# rough week



## woodtickgreg (Mar 15, 2012)

I am having a rough week! Threw my back out on monday and because of that I could barely reach my feet on tuesday to put my boots on, been going to a chiropractor and wearing a back brace and that really helps. Started to feel a little relief from the back pain yesterday so I cut back on the ibuprofen only to be kept up all night with a tooth ache. Went to the dentist and had it yanked, I feel like a worthless piece of crap right now. Just waiting to spit this gause out so I can enjoy a yummy cream of wheat dinner. I don't even feel like going into the shop! So I'll just wine and complain to you all from my couch. Getting old sucks!!


----------



## Mike1950 (Mar 15, 2012)

Greg, I know what you mean but then again it BEATS the hell out of the other option........ My back has been giving me fits for about 5 days-getting better buttttt!!!!!


----------



## Dane Fuller (Mar 15, 2012)

I feel your pain. I've got metal in my back to prove it...

Take it as easy as you can for as long as you can. Ice packs always helps me.


----------



## Kevin (Mar 15, 2012)

woodtickgreg said:


> I am having a rough week! Threw my back out on monday and because of that I could barely reach my feet on tuesday to put my boots on, been going to a chiropractor and wearing a back brace and that really helps. Started to feel a little relief from the back pain yesterday so I cut back on the ibuprofen only to be kept up all night with a tooth ache. Went to the dentist and had it yanked, I feel like a worthless piece of crap right now. Just waiting to spit this gause out so I can enjoy a yummy cream of wheat dinner. I don't even feel like going into the shop! So I'll just wine and complain to you all from my couch. Getting old sucks!!



Well that just sucks Greg. At our age we are having to deal with that kind of thing unfortunately but the good news is you will get better, and live to _*live *_another day. 

But I know that doesn't help much now. Hang in there my friend. I need a hook turning tool made for me.


----------



## woodtickgreg (Mar 15, 2012)

- _Extracted entries_:

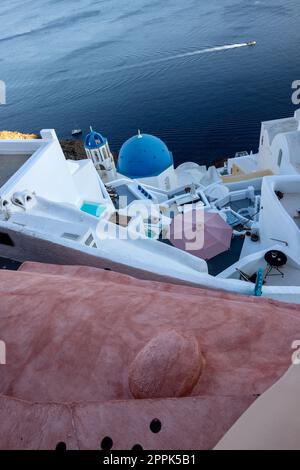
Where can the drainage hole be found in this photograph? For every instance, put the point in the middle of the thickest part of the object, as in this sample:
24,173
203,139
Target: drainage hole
155,426
106,443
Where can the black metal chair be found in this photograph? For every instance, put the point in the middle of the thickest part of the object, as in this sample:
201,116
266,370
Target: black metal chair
275,260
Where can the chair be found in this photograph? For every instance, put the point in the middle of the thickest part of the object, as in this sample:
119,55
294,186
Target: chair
275,260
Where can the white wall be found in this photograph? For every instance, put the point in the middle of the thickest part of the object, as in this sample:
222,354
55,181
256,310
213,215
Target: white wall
46,172
274,221
87,182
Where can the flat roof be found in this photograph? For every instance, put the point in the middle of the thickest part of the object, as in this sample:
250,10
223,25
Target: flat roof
10,163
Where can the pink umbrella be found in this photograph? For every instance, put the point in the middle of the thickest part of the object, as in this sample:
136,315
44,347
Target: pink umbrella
203,234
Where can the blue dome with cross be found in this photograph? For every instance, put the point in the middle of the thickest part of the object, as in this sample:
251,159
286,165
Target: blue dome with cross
94,140
144,156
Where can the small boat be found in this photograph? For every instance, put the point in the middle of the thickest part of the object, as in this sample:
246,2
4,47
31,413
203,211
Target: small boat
76,132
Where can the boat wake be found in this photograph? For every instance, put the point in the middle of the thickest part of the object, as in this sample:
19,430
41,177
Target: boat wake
182,55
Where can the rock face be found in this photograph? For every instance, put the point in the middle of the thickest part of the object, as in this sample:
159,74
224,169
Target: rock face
168,366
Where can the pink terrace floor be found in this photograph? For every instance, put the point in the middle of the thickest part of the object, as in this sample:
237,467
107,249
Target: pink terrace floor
72,333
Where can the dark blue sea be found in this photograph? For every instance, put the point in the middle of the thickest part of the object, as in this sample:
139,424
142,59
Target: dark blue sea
126,65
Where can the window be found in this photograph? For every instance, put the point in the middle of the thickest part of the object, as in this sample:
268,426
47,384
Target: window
89,240
5,239
279,157
167,183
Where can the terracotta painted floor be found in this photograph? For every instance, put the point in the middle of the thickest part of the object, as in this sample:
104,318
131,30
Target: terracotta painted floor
71,334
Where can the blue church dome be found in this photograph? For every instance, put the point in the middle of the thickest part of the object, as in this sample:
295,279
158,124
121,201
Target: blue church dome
94,140
144,156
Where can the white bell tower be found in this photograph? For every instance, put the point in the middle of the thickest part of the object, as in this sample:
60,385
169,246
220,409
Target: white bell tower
97,149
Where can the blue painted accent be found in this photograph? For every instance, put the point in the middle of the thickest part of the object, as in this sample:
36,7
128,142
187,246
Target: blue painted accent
259,283
144,156
94,140
93,208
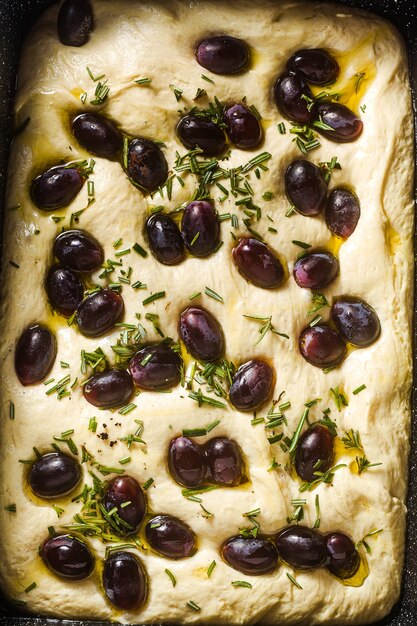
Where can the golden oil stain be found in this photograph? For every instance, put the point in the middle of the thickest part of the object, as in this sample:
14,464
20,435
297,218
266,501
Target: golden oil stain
392,238
360,575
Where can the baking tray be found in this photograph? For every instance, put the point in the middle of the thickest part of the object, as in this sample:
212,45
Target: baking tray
16,18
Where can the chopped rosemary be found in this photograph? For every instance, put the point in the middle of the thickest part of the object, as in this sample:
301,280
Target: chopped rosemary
171,577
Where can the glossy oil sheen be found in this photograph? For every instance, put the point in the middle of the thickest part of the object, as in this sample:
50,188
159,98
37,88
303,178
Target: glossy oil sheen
56,188
306,187
170,537
165,239
67,557
99,312
252,556
109,389
223,54
314,452
251,385
201,334
54,475
187,462
356,321
301,547
257,263
322,346
121,490
35,354
78,250
146,164
156,367
124,581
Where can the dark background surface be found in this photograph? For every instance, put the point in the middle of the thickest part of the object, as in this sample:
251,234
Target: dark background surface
16,17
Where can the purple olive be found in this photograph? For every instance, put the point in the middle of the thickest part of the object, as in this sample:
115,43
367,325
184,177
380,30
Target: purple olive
124,581
322,346
67,557
342,212
223,54
202,334
345,125
78,250
198,132
314,65
165,239
109,389
146,164
156,367
97,134
35,354
250,555
306,187
200,228
54,475
65,290
316,270
170,537
257,263
56,188
125,493
301,547
344,559
251,385
186,462
356,321
224,461
243,127
75,22
314,452
293,98
99,312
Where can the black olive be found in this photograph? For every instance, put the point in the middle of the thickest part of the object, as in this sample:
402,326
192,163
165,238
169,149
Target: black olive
54,474
257,263
170,537
120,491
202,334
109,389
124,581
65,290
35,354
165,239
301,547
99,312
78,250
322,346
56,188
356,321
75,22
186,462
67,557
250,555
314,452
97,134
146,164
251,385
223,54
156,367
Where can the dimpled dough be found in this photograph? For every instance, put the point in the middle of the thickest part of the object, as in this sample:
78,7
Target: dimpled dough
157,40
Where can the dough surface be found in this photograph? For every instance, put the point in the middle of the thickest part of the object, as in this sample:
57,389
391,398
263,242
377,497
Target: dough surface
157,39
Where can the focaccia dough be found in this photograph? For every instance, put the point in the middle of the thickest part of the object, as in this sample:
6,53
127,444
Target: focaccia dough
157,39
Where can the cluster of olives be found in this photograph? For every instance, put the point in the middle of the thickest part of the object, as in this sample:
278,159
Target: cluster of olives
295,100
219,461
355,322
300,547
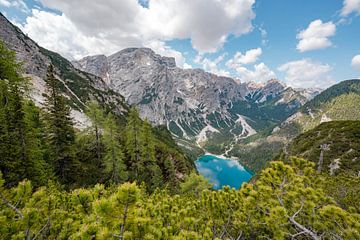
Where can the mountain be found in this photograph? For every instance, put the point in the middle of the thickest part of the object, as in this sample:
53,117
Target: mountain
196,106
337,103
78,86
334,147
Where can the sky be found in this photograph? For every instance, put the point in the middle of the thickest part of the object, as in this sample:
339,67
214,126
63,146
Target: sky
303,43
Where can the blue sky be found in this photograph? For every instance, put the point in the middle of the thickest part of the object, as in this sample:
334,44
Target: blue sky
304,43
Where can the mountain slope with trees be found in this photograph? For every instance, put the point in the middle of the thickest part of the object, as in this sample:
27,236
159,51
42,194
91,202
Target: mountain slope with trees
42,144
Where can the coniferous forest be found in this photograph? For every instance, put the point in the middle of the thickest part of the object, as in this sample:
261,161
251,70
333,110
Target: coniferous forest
128,181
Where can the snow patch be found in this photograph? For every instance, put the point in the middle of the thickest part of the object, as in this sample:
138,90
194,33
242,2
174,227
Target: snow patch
247,130
334,166
80,119
325,118
203,135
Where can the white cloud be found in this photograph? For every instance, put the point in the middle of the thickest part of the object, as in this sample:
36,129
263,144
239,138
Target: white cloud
127,23
316,36
306,73
350,6
58,33
355,63
240,59
19,4
212,65
261,73
161,48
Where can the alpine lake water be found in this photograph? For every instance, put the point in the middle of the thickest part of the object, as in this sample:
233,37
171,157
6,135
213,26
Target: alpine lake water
222,172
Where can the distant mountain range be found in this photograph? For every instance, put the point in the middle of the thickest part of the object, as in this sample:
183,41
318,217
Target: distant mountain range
201,110
334,147
196,106
340,103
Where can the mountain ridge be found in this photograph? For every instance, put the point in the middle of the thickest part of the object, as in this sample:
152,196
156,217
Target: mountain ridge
192,103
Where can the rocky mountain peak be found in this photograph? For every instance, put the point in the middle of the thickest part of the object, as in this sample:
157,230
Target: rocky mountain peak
143,57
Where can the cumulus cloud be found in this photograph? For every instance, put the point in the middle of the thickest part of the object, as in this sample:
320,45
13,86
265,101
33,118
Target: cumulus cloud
316,36
306,73
19,4
127,23
240,59
260,73
350,6
355,63
212,65
164,50
58,33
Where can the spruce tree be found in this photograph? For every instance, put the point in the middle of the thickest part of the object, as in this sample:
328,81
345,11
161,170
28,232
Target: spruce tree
151,171
114,156
132,143
14,150
96,116
61,134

- _Required tasks_:
[1] In the forum thread about a rough week, turn the paragraph that begins "I am having a rough week!" into a short bulleted list that keeps its main facts.
[2] According to the forum thread, what does Dane Fuller say always helps him?
[3] Carry on with the forum thread about a rough week from where it stops.

- _Answers given_:
[1]
- Threw his back out on Monday and could barely reach his feet on Tuesday to put his boots on.
- Has been seeing a chiropractor and wearing a back brace, which really helps.
- Felt some relief yesterday and cut back on ibuprofen, then was kept up all night by a toothache.
- Had the tooth pulled at the dentist and feels worthless.
- Is waiting to spit out the gauze so he can have cream of wheat for dinner.
- Doesn't feel like going into the shop, so he's complaining from his couch.
- Getting old sucks.

[2] Ice packs.

[3]
Kevin said:


> woodtickgreg said:
> 
> 
> > I am having a rough week! Threw my back out on monday and because of that I could barely reach my feet on tuesday to put my boots on, been going to a chiropractor and wearing a back brace and that really helps. Started to feel a little relief from the back pain yesterday so I cut back on the ibuprofen only to be kept up all night with a tooth ache. Went to the dentist and had it yanked, I feel like a worthless piece of crap right now. Just waiting to spit this gause out so I can enjoy a yummy cream of wheat dinner. I don't even feel like going into the shop! So I'll just wine and complain to you all from my couch. Getting old sucks!!
> ...


Thanks kev, sure I'll make you a hollower, but please post it in the classified thread so I can keep the orders straight. I'll get on it after the first 2 orders that I am making now and WHEN I SEE THE FIRST TOOL I SENT YOU FINISHED!!:rofl2: what, do I have to wait for it to rain in texas to get you in the shop?


----------



## Kenbo (Mar 15, 2012)

I'm sorry to hear about your recent issues. I sincerely hope that you are back on your feet and in tip top shape in no time. Get well soon my friend and as far as I'm concerned, you can complain all you want here in Kenbo's chat room. You've earned that right.
Get well.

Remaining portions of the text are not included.